Records from a collection:
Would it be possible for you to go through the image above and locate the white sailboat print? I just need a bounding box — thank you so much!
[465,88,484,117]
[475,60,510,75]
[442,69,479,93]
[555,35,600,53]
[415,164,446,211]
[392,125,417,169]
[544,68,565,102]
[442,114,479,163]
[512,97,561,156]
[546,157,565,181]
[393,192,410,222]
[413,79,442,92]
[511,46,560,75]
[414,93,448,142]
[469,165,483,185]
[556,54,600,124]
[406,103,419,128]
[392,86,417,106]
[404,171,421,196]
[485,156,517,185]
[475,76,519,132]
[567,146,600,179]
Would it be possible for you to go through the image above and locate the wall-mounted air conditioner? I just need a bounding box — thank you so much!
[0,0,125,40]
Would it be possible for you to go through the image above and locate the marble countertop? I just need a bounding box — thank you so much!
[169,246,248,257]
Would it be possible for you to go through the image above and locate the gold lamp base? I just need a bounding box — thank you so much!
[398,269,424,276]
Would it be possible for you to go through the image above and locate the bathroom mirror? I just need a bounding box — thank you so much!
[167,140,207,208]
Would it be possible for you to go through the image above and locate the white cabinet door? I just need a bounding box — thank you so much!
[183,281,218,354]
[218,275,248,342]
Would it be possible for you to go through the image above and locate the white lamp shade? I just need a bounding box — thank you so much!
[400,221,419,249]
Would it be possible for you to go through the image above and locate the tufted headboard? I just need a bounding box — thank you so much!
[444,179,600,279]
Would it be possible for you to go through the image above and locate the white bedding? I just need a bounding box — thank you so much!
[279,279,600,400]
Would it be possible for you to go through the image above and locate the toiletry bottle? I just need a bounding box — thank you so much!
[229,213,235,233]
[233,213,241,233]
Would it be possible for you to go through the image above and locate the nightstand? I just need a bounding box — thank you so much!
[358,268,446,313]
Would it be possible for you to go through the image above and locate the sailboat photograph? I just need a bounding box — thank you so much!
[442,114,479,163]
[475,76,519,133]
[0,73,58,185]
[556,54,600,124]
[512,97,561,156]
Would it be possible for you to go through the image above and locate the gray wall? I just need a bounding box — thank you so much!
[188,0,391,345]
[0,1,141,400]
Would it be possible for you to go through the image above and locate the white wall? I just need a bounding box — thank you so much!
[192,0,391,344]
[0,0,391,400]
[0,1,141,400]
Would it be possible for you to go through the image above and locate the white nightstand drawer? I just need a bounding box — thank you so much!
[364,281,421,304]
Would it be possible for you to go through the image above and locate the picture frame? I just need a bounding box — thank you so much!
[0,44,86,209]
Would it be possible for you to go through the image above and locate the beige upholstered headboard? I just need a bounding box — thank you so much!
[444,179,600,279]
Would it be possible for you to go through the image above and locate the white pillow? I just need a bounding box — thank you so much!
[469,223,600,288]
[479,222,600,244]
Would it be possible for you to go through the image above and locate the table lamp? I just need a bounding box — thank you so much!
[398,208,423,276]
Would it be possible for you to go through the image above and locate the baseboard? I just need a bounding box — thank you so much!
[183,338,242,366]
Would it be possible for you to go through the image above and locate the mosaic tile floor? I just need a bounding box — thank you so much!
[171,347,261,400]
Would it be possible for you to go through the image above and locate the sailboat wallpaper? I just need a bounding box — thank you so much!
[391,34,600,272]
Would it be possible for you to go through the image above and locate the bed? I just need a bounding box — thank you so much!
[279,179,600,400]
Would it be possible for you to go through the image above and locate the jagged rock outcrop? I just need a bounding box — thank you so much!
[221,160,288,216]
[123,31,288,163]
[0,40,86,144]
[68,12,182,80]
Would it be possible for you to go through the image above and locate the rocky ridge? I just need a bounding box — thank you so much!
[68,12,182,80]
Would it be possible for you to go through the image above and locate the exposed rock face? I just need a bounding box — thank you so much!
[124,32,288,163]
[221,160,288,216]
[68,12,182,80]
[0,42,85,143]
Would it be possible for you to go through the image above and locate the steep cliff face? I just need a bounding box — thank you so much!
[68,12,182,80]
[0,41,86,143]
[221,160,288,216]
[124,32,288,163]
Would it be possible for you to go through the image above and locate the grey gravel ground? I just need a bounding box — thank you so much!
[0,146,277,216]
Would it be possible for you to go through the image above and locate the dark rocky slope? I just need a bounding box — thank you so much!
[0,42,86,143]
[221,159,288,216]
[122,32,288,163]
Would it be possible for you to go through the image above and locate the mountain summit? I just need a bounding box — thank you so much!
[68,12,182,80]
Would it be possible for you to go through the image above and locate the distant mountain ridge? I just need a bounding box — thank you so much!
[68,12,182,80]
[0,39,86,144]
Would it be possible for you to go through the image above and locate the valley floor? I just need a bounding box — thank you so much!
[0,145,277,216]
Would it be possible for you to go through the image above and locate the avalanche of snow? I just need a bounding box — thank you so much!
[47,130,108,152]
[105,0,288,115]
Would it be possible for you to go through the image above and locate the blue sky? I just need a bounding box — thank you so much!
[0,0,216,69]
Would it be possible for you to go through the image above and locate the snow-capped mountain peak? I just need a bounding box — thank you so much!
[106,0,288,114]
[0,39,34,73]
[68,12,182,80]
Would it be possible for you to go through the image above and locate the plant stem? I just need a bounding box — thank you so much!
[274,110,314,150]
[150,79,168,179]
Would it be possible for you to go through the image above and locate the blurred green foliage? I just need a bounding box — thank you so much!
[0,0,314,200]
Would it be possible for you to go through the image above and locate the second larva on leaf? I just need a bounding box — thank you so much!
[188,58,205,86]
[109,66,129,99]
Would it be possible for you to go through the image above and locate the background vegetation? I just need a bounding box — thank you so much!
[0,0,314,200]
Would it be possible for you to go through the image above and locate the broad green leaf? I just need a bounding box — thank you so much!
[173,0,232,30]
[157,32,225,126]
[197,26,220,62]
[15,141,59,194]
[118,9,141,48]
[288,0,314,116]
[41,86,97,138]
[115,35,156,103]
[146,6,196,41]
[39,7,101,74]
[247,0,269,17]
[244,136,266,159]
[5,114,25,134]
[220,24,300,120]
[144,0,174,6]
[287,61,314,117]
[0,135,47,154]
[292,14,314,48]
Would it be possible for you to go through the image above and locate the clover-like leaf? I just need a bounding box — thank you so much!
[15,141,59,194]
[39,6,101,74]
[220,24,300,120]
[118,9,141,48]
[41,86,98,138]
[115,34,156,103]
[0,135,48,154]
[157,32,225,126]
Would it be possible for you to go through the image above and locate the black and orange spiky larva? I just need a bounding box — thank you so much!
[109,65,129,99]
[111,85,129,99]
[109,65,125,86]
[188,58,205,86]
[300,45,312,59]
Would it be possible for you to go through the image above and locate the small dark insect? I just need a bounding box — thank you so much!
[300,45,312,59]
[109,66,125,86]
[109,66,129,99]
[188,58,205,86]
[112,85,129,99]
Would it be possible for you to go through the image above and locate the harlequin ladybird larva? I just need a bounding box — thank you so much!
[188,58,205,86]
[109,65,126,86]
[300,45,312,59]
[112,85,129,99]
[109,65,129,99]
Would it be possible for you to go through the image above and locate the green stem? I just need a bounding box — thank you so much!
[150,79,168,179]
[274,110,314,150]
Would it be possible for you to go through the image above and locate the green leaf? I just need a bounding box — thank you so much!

Given exercise: Rewrite all the data above, swapping every "bounding box" for "rectangle" and leaving everything else untouched.

Response:
Would it be possible for you to go through the image above and locate the white sailboat print? I just need a rectangle — thank you so much!
[465,88,484,117]
[475,60,510,75]
[442,69,479,93]
[555,35,600,53]
[415,164,446,211]
[392,125,417,169]
[544,68,565,102]
[442,114,479,163]
[512,97,561,156]
[546,157,565,181]
[393,192,410,222]
[413,79,442,92]
[511,46,560,75]
[414,93,448,142]
[469,165,483,185]
[556,54,600,124]
[406,103,419,128]
[392,86,417,106]
[404,171,421,196]
[485,156,517,185]
[475,76,519,132]
[567,146,600,179]
Would it be possible for you to go through the image above and locate the wall-mounted air conditioner? I just need a rectangle — thank you so much!
[0,0,125,40]
Would it be possible for you to go through the image above and locate the marble countertop? I just need a rectangle — thank you so much!
[169,246,248,257]
Would it be possible for you to go through the image above and locate the gold lamp base? I just need a rectangle — thank you so much!
[398,269,424,276]
Would it be possible for you to go through the image above and locate the bathroom mirror? I just need a rectangle — thank you so much!
[167,140,207,208]
Would it be possible for you to go through the image above and locate the white cabinet door? I just need a rectangle — thank you so much!
[183,281,218,354]
[218,275,248,342]
Would it be possible for you to go through the image above and locate the white lamp shade? I just need a rectangle — thank you so much!
[400,221,419,249]
Would it be possible for you to go through the image above and locate the tufted headboard? I just need a rectangle — thank you so much!
[444,179,600,279]
Would it be possible for you to go through the image above and locate the white bedding? I just need a rectangle — thank you so much!
[279,279,600,400]
Would it be possible for you to go through the image above and locate the toiletry bottle? I just need a rectangle — thank you so much!
[229,213,235,233]
[233,213,241,233]
Would it be possible for you to go through the image above and locate the nightstand? I just need a rectangle — thank you so much!
[358,268,446,313]
Would it be possible for you to go through the image above and locate the sailboat photograph? I just need a rectangle — thank you so much!
[442,114,479,163]
[475,76,519,133]
[0,73,58,185]
[556,54,600,124]
[512,97,561,156]
Would it be possible for you to go through the image above and locate the gray wall? I just need a rectangle — thank you so much!
[188,0,391,345]
[0,1,141,400]
Would it be possible for you to go through the image above and locate the white wall? I just need a rectangle — thank you so much!
[192,0,391,344]
[0,0,391,400]
[0,1,141,400]
Would it be possible for you to go through the image above and locate the white nightstand drawer? I just need a rectangle — thank you so much!
[364,281,421,304]
Would it be possible for you to go through the image above and locate the picture frame? I just need a rectangle — thank you so much!
[0,44,86,209]
Would it be possible for you to go through the image above and locate the beige upholstered headboard? I just need a rectangle — thank you so much!
[444,179,600,279]
Would it be possible for you to go through the image above and locate the white pillow? I just need a rectangle — thank you so much!
[469,223,600,288]
[479,222,600,244]
Would it be possible for you to go through the image above and locate the table lamp? I just need a rectangle — thank you so much!
[398,208,423,276]
Would it be possible for you to go through the image above and locate the baseboard? I just need a rectangle — thank you so much!
[183,338,242,366]
Would it be possible for you to go through the image above and locate the mosaic tile floor? I just need a rectangle — thank you so much!
[171,347,261,400]
Would it be possible for you to go through the image above and locate the sailboat wallpaper? I just need a rectangle — thank you so much!
[391,34,600,272]
Would it be possible for you to go through the image above and locate the bed? I just need a rectangle — thank you so much!
[279,179,600,400]
Would it be possible for you to go through the image above and locate the jagged rock outcrop? I just need a rectangle — thank you so much!
[221,160,288,216]
[123,31,288,163]
[0,40,86,144]
[68,12,182,80]
Would it be possible for you to go through the image above and locate the rocky ridge? I just need a rectangle — thank you so much!
[68,12,182,80]
Would it be possible for you to go through the image above and locate the exposed rock face? I just need a rectangle — thank you so much!
[124,32,288,163]
[221,160,288,216]
[68,12,182,80]
[0,42,85,143]
Would it be possible for you to go through the image above and locate the steep cliff face? I just need a rectangle — thank you so much!
[68,12,182,80]
[0,41,86,143]
[221,160,288,216]
[124,32,288,163]
Would it be possible for you to go through the image above and locate the grey gravel ground? I just need a rectangle — thank you so much!
[0,146,277,216]
Would it be possible for you to go through the image above and locate the dark rocky slope? I just need a rectangle — thank you so much!
[0,42,86,143]
[221,159,288,216]
[122,32,288,163]
Would it be possible for you to go through the image above and locate the mountain summit? I just need a rectangle — thank you so much!
[68,12,182,80]
Would it be possible for you to go through the image above and locate the distant mountain ridge? I just need a rectangle — thank you so much!
[68,12,182,80]
[0,39,86,144]
Would it be possible for you to go through the image above and locate the valley floor? I just need a rectangle — thank you so much!
[0,145,277,216]
Would it be possible for you to go through the image above and locate the avalanche of snow? I just need a rectangle — thank you so much!
[47,130,108,152]
[105,0,288,115]
Would it be possible for you to go through the image above and locate the blue sky? I just need a rectangle — thank you so much!
[0,0,216,69]
Would it be possible for you to go through the image above and locate the snow-capped mountain peak? I just need a rectangle — thank you so much!
[106,0,288,114]
[0,39,34,73]
[68,12,182,80]
Would it be possible for you to go through the image above and locate the plant stem? I just need a rectangle — thank you so much!
[274,110,314,150]
[150,79,168,179]
Would it be possible for you to go through the image above and locate the blurred green foliage? I just need a rectangle — thank you so much!
[0,0,314,200]
Would it be possible for you to go through the image above and locate the second larva on leaf? I just need a rectangle — thank you so much!
[188,58,205,86]
[109,66,129,99]
Would it be possible for you to go through the image above and locate the background vegetation? I just need a rectangle — thank you so much!
[0,0,314,200]
Would it be possible for you to go through the image above and locate the broad green leaf? I just need a rectangle — thank you so much!
[173,0,232,30]
[157,32,225,126]
[197,26,220,62]
[15,141,59,194]
[118,9,141,48]
[288,0,314,116]
[41,86,97,138]
[115,35,156,103]
[146,6,196,41]
[39,7,101,74]
[247,0,269,17]
[244,136,266,159]
[5,114,25,134]
[220,24,300,120]
[144,0,174,6]
[287,61,314,117]
[0,135,47,154]
[292,14,314,48]
Would it be possible for you to go through the image above and locate the clover-like leaf? I just need a rectangle — thank you so much!
[15,141,59,194]
[39,6,101,74]
[220,24,300,120]
[118,9,141,48]
[41,86,98,138]
[115,34,156,103]
[0,135,48,154]
[157,32,225,126]
Would it be possible for you to go through the image above and locate the black and orange spiky larva? I just need a rectangle — thank you so much!
[109,65,129,99]
[111,85,129,99]
[109,65,125,86]
[188,58,205,86]
[300,45,312,59]
Would it be possible for you to go through the image above and locate the small dark insect? I just need a rectangle — thank you so much!
[300,45,312,59]
[109,66,125,86]
[109,66,129,99]
[188,58,205,86]
[112,85,129,99]
Would it be possible for you to go through the image above and locate the harlequin ladybird larva? I just need a rectangle — thank you so much!
[188,58,205,86]
[109,65,126,86]
[300,45,312,59]
[112,85,129,99]
[109,65,129,99]
Would it be possible for you to go through the image above and locate the green stem? I just need a rectangle — thank you so much!
[150,79,168,179]
[274,110,314,150]
Would it be possible for you to go through the image above and locate the green leaf? I just need a rectangle — thank you so much!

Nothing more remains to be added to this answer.